→ **INSTRUCTIONS TO FOLLOW**: Can you reproduce each of the following items line for line, without changing a single character?

** Start of SUPPLIED MATERIAL **

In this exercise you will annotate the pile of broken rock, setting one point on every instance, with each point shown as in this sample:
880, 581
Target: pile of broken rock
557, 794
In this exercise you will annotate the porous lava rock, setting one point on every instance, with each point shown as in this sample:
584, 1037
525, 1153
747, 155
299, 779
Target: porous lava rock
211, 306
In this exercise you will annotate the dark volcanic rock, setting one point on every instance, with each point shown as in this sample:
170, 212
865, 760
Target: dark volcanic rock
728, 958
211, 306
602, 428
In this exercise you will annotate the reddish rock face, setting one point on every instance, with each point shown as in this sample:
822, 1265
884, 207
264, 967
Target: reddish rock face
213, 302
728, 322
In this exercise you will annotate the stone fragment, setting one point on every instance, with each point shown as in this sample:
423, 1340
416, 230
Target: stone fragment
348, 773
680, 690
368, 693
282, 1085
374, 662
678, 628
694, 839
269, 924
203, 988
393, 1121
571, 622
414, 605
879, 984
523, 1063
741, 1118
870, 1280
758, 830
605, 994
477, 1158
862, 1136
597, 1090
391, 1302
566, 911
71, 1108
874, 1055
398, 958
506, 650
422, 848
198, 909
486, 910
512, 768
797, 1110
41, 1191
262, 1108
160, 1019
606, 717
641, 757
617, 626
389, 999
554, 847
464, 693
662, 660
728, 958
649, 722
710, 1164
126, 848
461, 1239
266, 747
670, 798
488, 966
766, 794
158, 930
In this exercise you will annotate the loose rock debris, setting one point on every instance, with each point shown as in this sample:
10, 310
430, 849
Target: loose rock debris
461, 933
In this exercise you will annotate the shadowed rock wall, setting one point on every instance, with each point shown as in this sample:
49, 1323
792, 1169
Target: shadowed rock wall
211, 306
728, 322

** End of SUPPLIED MATERIAL **

→ **OUTPUT OF THE EXERCISE**:
In this exercise you will annotate the pile of broken rock, setting one point on every instance, with each point shown as in this sample:
880, 581
Target: pile of broken rock
557, 794
In this exercise you will annotate the porous lava rock, setting one point on every instance, with each point shown as in this sample:
584, 1037
525, 1153
747, 155
299, 779
Target: porous lava rock
211, 306
In this exercise you will annotate the dark volcanic rock, setting one point on every instance, with each point shown as in this sample:
170, 212
865, 760
Target: dark volcanic rock
728, 958
211, 306
602, 428
In this exercise you will annotate the reddish rock face, setting one point on every instance, with each point shown as in this sample:
822, 1265
884, 207
264, 967
Target: reddish rock face
213, 302
728, 322
In this exercise you will annotate the stone fragment, setting one point on every instance, with each point shown as in this sample:
423, 1340
416, 230
Target: stone fragment
348, 773
680, 690
368, 693
282, 1085
374, 662
678, 628
694, 839
269, 924
203, 988
393, 1121
571, 622
414, 605
879, 984
523, 1063
741, 1118
870, 1280
758, 830
605, 994
477, 1158
862, 1136
597, 1090
391, 1302
566, 911
71, 1108
874, 1055
398, 958
506, 650
422, 848
198, 909
486, 910
512, 768
797, 1110
41, 1191
262, 1108
160, 1019
606, 717
641, 757
617, 626
389, 999
554, 847
464, 693
662, 660
728, 958
649, 722
710, 1164
126, 848
461, 1239
266, 747
670, 798
488, 966
766, 794
158, 930
In this exercise you will annotate the loose rock debris, setting one point on every instance, with each point shown as in this sample:
10, 310
430, 849
Target: loose rock debris
461, 933
In this exercise you will annotate the shadowed rock wall, setting one point on every instance, with each point shown as in this sample:
49, 1323
792, 1169
Target: shadowed rock wall
211, 306
728, 322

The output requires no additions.